Problem requirements:
With the pictures omitted, write out the entries that follow exactly as they stand.

Records for this task:
==================================================

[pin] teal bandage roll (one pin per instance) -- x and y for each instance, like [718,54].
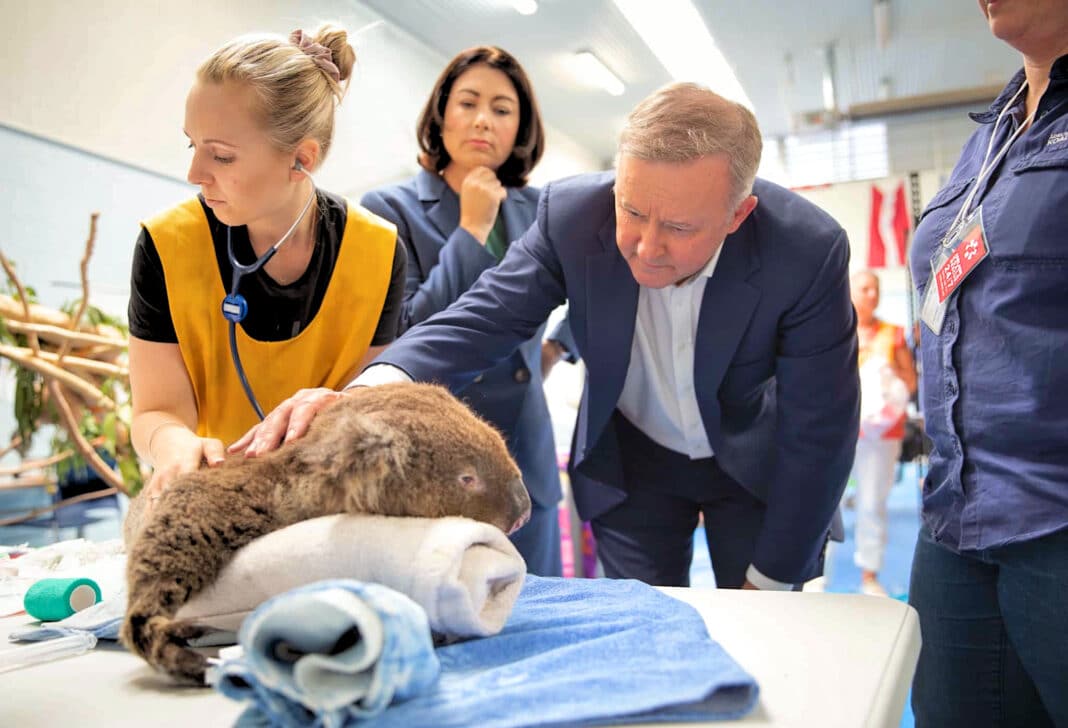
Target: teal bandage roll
[50,600]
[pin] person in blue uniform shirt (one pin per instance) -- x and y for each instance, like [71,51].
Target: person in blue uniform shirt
[990,572]
[713,315]
[480,136]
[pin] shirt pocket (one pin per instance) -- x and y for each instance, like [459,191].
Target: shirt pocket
[933,224]
[1033,218]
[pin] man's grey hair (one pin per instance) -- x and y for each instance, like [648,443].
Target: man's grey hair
[684,122]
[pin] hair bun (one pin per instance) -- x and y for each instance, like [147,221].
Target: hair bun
[342,54]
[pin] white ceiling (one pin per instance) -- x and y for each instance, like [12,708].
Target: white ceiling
[776,48]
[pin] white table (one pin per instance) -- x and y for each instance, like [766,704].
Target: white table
[820,659]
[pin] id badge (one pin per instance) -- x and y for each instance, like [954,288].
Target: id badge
[961,251]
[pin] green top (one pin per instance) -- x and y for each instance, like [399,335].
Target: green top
[497,243]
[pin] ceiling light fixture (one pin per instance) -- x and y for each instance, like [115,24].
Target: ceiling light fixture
[677,35]
[592,70]
[524,6]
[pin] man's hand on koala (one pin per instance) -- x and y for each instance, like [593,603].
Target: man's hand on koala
[288,421]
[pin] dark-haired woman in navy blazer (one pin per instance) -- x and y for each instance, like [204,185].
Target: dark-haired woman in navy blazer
[480,136]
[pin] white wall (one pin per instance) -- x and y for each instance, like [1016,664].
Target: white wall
[850,204]
[110,77]
[92,99]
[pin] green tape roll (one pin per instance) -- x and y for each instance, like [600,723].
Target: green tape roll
[50,600]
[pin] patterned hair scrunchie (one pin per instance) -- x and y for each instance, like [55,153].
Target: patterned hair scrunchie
[318,52]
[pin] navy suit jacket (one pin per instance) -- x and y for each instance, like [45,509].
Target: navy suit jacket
[443,262]
[775,352]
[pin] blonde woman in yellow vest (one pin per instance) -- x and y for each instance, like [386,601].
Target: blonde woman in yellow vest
[888,380]
[260,121]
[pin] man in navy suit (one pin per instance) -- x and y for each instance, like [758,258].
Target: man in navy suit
[713,316]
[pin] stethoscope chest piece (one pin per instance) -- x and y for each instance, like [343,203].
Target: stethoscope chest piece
[235,307]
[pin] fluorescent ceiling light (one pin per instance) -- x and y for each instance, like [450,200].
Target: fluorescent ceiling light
[524,6]
[590,69]
[677,35]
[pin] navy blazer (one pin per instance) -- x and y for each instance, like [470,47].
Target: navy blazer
[443,262]
[775,352]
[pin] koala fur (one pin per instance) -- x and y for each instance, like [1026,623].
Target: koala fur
[396,449]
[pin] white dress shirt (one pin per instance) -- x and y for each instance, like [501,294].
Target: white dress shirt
[658,395]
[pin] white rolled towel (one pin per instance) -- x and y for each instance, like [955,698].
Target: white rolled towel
[466,574]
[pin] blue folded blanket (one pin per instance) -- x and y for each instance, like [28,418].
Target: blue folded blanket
[583,652]
[330,653]
[574,651]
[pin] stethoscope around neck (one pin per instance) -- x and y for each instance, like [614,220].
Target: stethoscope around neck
[235,307]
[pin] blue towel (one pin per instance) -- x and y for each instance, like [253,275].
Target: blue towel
[328,654]
[584,651]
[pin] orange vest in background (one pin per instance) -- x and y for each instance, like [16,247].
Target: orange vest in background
[882,345]
[325,353]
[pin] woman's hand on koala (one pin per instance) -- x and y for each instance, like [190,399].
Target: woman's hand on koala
[176,449]
[288,421]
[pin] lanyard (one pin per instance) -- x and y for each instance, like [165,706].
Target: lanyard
[988,164]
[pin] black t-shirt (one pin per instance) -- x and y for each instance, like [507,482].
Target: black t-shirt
[276,312]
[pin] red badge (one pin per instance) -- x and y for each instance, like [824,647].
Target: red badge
[968,254]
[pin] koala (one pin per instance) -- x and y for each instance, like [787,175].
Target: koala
[396,449]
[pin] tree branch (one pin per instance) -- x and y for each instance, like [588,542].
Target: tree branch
[83,269]
[94,460]
[10,269]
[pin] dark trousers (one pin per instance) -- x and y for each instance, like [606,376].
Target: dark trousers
[649,536]
[538,541]
[994,627]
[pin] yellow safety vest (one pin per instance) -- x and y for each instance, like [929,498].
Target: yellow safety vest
[325,353]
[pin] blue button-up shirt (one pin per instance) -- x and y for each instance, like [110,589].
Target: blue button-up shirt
[995,380]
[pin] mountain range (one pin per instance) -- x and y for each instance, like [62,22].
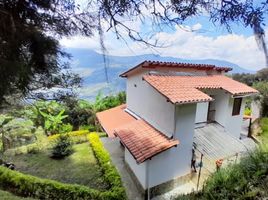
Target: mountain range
[91,67]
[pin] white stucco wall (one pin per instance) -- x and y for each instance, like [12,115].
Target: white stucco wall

==================================================

Response to the task:
[pin] teal bandage roll (one pin per instance) -- x and y for each instance, like [718,54].
Target: teal bandage roll
[50,600]
[pin] person in blue uniform shirt (one pin per instance) -- x and y for each instance, like [71,51].
Target: person in blue uniform shirt
[990,572]
[713,315]
[480,136]
[pin] shirt pocket (one pin per instance) -- x and y for each instance, like [459,191].
Target: shirt pocket
[933,224]
[1033,218]
[pin] man's grey hair (one pin per instance) -- x and y for each instance, like [648,443].
Target: man's grey hair
[684,122]
[pin] hair bun (one pin per instance) -- x and y for each instance, like [147,221].
Target: hair bun
[342,54]
[pin] white ceiling (one pin per instance) -- x and y for each instance, like [12,708].
Target: white ceiling
[776,48]
[pin] white table (one pin per instance) -- x and y for each instance, like [766,704].
Target: white table
[820,659]
[pin] id badge (one pin per instance) -- x and y for each instance, like [954,288].
Target: id badge
[961,251]
[pin] green top (one pin per instance) -- x and y for each instance, like [399,335].
Target: green top
[497,243]
[pin] ceiling light fixture (one pin per instance) -- x and y for each instance, like [115,24].
Target: ceiling light fixture
[677,35]
[592,70]
[524,6]
[pin] man's hand on koala (one pin per instance) -- x and y for each instance, like [593,603].
Target: man's hand on koala
[288,421]
[pin] dark-haired woman in navy blazer (one pin per instance) -- x and y for each instance, like [204,185].
Target: dark-haired woman in navy blazer
[480,136]
[pin] white wall (one pin per instance) -- x and y for each instance, like [1016,664].
Target: white wall
[850,204]
[110,77]
[92,99]
[pin] green tape roll (one pin per instance) -- x and y for each instance, like [600,723].
Target: green tape roll
[50,600]
[pin] patterned hair scrunchie (one pin per instance) -- x and y for each instance, like [55,153].
Target: patterned hair scrunchie
[318,52]
[pin] navy suit jacket (one pin per instance) -- x and y for each instance, like [45,509].
Target: navy suit jacket
[443,262]
[775,352]
[pin] blonde woman in yellow vest (one pin per instance) -- x and y for each instance, like [386,601].
Target: blonde woman in yellow vest
[888,380]
[260,121]
[pin] man in navy suit (one pin per instance) -- x and y for each instance, like [758,258].
Target: man in navy suit
[713,316]
[pin] stethoscope chest piece (one pin per instance) -- x and y for each instance, like [343,203].
Target: stethoscope chest piece
[235,307]
[pin] fluorescent ceiling light (one pin per instance) -- x and y for each instance, like [450,200].
Target: fluorescent ceiling light
[524,6]
[590,69]
[677,35]
[pin] navy blazer (one pin per instance) -- x and y for each instance, like [470,47].
Target: navy blazer
[443,262]
[775,352]
[pin] koala fur (one pin per instance) -- x and y for each instance, like [1026,623].
Target: koala fur
[396,449]
[pin] white dress shirt (one pin per instance) -- x and y for each instance, like [501,294].
Target: white dress shirt
[658,395]
[pin] white rolled towel (one pin per instance) -- x and y for each instance, like [955,698].
Target: white rolled towel
[466,574]
[pin] blue folded blanket (one pin per instance) -- x and y for each instance, like [28,418].
Target: blue folded blanket
[583,652]
[330,653]
[574,651]
[pin] stethoscope around neck (one pin per instance) -- x and y for each instance, like [614,220].
Target: stethoscope around neck
[235,307]
[pin] blue towel (one pin per instance) -- x and y for each instance, like [253,275].
Target: blue towel
[328,654]
[584,651]
[pin] orange vest in background (one pin per instance) -- x and y for each instance, like [16,247].
Target: orange vest in background
[882,345]
[325,353]
[pin] woman's hand on koala (one pin per instance) -- x and y for each instance, like [190,399].
Target: woman's hand on koala
[176,449]
[288,421]
[pin] lanyard (one pin per instance) -- x and y for each instance, like [165,706].
Target: lanyard
[988,164]
[pin] black t-shirt (one pin per instance) -- x and y for each instance, like [507,482].
Target: black t-shirt
[276,312]
[pin] red badge (one pin per instance) -- x and y for each instance, like [824,647].
Target: red badge
[968,254]
[pin] koala (one pin per instance) -- x and y for each instance, like [787,175].
Target: koala
[396,449]
[pin] tree branch (one pin per instance) -- x and y for each instance, like [588,542].
Target: tree branch
[83,269]
[94,460]
[10,269]
[pin] dark trousers (one pin per instance) -- x and y for each instance, like [606,376].
Target: dark trousers
[649,536]
[538,541]
[994,627]
[pin] yellow safety vest (one pin per instance) -- x and y for each instance, like [929,498].
Target: yellow safety vest
[325,353]
[pin] blue button-up shirt (one pin per instance) -- x and y for each instance, like [110,589].
Target: blue button-up shirt
[995,380]
[pin] mountain range (one pin per instance) -- x and y for each instance, like [62,22].
Target: mountain range
[91,67]
[pin] white stucco wall (one pin per instance) -- x and y for each instance, like [12,115].
Target: white stucco wall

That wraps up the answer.